Canary repose fondamentalement sur deux éléments : les dispositifs Canary (matériels ou virtuels) déployés dans l’infrastructure des clients, et la Console (que nous gérons) à laquelle ces Canaries rapportent. De manière générale, cela ressemble à la plupart des produits ou appareils gérés dans le cloud : les appareils envoient des données de télémétrie vers le cloud. Il est courant que les dispositifs gérés dans le cloud rapportent à un unique point de terminaison (par exemple, un service HTTPS), ou peut-être à un point de terminaison spécifique à une région. Dans ces produits, les dispositifs sont gérés via un site web partagé par plusieurs clients, ce qui présente de nombreux avantages opérationnels et économiques, et constitue un choix naturel.

Cependant, nous avons choisi une autre voie. Chaque client de Canary dispose de son propre espace, la Console.

Chaque client dispose de sa propre Console
Chaque client dispose de sa propre Console

Pourquoi cette décision ? C’est précisément le sujet de cet article. Canary est régulièrement évalué par des testeurs de sécurité externes. Il est toujours intéressant de voir leurs réactions lorsqu’ils apprennent que les clients de Canary ne sont pas co-localisés. Les visages se décomposent, des notes furieuses sont prises, et les questions fusent pour tenter de découvrir de nouvelles failles potentielles.

Jeu de données
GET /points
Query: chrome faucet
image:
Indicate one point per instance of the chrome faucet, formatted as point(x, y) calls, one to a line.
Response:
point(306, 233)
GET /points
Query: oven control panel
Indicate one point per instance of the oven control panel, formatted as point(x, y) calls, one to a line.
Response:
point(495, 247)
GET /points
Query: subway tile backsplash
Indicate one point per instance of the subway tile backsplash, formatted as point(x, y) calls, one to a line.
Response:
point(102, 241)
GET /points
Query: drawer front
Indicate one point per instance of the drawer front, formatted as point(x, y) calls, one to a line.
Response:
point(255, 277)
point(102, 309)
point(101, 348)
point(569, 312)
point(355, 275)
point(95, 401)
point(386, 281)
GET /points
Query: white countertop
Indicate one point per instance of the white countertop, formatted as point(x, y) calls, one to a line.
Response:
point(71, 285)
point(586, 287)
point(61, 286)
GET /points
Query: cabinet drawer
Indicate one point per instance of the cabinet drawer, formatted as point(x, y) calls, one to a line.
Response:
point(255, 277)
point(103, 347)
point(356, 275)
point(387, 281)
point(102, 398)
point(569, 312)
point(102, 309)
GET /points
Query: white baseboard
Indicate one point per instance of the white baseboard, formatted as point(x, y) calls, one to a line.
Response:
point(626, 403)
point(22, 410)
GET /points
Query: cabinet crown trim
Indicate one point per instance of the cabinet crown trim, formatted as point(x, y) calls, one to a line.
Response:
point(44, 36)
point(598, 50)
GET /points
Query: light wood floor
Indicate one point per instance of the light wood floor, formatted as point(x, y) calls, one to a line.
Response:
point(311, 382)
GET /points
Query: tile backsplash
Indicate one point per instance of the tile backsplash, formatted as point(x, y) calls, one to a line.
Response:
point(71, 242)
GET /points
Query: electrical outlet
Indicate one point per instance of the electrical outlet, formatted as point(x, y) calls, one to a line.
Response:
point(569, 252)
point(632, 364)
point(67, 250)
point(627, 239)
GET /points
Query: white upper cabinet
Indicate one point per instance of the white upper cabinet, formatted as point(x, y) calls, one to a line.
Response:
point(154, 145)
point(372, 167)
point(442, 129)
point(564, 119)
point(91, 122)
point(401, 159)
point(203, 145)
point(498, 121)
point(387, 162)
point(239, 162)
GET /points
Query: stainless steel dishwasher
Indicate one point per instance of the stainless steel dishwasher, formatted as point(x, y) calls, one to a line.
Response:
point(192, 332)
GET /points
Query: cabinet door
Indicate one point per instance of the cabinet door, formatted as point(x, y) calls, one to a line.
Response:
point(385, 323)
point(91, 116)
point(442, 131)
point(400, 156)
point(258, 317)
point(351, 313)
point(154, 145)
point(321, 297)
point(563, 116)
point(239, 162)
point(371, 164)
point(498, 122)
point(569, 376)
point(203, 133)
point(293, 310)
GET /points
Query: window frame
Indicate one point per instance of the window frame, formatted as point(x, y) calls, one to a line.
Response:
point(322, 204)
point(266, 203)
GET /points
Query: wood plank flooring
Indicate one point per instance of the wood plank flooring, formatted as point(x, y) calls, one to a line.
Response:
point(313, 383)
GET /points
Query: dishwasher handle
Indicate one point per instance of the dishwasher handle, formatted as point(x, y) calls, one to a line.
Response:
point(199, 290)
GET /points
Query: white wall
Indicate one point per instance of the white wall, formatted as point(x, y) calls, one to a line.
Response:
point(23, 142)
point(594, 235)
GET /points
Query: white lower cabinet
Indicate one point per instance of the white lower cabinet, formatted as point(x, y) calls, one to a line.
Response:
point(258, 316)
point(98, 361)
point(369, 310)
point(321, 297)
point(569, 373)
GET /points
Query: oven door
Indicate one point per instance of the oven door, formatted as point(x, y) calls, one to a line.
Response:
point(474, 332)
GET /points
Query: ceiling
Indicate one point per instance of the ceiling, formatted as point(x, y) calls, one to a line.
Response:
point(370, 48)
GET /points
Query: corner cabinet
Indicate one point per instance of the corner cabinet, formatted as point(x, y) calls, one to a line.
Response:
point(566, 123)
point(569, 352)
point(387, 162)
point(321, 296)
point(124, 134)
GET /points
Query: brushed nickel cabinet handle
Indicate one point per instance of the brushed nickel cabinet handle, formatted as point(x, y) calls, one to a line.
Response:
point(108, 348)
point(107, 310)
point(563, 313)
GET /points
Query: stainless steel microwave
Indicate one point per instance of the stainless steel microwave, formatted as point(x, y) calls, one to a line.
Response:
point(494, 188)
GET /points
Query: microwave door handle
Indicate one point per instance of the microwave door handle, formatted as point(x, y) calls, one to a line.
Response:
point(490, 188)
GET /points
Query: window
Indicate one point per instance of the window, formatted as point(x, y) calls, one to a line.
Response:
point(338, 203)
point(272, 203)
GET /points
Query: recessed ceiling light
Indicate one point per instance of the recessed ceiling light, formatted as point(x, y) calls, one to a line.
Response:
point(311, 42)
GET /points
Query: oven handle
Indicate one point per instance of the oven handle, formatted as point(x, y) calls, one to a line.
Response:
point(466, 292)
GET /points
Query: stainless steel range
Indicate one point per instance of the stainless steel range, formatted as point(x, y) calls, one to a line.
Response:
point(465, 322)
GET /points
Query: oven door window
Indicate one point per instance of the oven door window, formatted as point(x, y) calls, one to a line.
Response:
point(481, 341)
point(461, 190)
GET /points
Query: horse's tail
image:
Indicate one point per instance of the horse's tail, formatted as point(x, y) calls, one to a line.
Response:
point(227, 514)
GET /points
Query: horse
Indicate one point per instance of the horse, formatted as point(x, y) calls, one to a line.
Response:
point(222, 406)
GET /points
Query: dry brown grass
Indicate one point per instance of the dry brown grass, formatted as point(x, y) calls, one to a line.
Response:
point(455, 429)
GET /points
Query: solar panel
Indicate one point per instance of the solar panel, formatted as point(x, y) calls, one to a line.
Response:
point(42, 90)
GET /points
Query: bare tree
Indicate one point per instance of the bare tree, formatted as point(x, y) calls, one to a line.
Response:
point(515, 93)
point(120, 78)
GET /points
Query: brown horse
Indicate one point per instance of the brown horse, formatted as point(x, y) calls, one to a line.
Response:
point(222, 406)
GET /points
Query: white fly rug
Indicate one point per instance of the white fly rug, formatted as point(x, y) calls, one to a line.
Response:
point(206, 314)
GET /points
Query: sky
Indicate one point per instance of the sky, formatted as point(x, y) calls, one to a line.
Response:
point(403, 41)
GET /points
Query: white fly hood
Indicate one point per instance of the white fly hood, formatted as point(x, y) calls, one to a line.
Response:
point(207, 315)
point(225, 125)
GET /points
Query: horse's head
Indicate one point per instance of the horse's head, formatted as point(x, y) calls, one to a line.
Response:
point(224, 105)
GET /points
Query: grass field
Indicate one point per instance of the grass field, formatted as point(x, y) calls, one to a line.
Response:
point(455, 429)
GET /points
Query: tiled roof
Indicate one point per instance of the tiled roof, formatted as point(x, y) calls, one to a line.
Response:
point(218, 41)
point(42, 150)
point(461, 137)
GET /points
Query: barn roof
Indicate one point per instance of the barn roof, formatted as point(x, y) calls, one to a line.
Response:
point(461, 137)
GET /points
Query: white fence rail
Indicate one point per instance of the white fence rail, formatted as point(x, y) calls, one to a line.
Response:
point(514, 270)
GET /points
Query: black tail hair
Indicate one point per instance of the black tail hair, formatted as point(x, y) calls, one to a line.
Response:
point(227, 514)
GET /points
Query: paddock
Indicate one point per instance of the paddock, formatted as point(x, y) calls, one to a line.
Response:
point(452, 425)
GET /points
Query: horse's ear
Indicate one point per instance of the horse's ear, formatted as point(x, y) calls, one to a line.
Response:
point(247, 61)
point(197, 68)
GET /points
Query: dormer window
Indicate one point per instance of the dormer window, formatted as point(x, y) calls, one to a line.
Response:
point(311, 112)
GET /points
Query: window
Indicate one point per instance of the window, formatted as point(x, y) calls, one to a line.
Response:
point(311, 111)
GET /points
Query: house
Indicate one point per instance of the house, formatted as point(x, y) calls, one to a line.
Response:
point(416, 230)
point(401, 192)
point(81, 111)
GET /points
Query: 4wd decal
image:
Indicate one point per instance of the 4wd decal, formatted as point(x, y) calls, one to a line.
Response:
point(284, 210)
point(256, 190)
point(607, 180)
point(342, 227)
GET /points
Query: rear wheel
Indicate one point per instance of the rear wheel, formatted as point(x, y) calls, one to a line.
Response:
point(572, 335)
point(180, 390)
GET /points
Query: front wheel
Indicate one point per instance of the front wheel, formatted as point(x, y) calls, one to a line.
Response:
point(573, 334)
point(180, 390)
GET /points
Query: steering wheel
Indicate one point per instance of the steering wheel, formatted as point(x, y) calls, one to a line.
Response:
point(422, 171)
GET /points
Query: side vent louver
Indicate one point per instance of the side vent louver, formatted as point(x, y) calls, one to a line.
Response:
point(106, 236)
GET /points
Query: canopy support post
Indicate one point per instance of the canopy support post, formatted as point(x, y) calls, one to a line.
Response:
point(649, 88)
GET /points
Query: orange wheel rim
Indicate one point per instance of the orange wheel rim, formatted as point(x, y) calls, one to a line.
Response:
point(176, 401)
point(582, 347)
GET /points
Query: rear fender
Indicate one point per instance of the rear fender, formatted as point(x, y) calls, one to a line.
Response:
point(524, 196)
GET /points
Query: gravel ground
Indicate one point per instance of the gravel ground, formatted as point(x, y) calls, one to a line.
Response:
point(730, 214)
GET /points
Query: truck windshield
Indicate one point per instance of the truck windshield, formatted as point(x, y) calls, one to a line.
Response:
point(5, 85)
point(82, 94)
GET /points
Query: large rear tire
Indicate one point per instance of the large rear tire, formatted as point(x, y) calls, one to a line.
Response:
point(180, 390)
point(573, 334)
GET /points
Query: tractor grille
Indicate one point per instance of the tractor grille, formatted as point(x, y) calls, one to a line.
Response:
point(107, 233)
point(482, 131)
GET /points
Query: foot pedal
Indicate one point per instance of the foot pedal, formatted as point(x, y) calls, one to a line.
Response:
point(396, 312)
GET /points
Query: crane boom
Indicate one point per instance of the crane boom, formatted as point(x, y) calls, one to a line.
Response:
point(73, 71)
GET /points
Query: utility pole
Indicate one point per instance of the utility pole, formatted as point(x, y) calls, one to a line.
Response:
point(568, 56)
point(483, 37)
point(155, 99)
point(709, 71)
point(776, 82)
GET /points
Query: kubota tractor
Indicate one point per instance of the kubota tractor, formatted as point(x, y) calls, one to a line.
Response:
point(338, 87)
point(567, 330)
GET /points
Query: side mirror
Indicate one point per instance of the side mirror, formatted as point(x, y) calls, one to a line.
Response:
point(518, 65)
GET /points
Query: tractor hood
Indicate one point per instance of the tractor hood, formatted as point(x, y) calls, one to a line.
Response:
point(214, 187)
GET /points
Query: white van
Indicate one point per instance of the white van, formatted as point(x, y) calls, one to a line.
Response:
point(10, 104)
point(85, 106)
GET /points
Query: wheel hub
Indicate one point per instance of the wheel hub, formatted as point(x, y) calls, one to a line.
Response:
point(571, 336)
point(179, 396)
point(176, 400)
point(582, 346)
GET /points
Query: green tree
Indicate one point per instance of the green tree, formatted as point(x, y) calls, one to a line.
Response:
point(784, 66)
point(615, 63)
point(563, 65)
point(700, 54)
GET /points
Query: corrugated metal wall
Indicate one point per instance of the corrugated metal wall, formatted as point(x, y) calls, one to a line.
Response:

Exercice
Recopiez le passage du texte sur la Console de Canary compris entre « Cependant, nous avons » et « nouvelles failles potentielles. », ces deux bornes incluses.

Corrigé détaillé
Cependant, nous avons choisi une autre voie. Chaque client de Canary dispose de son propre espace, la Console.

Chaque client dispose de sa propre Console
Chaque client dispose de sa propre Console

Pourquoi cette décision ? C’est précisément le sujet de cet article. Canary est régulièrement évalué par des testeurs de sécurité externes. Il est toujours intéressant de voir leurs réactions lorsqu’ils apprennent que les clients de Canary ne sont pas co-localisés. Les visages se décomposent, des notes furieuses sont prises, et les questions fusent pour tenter de découvrir de nouvelles failles potentielles.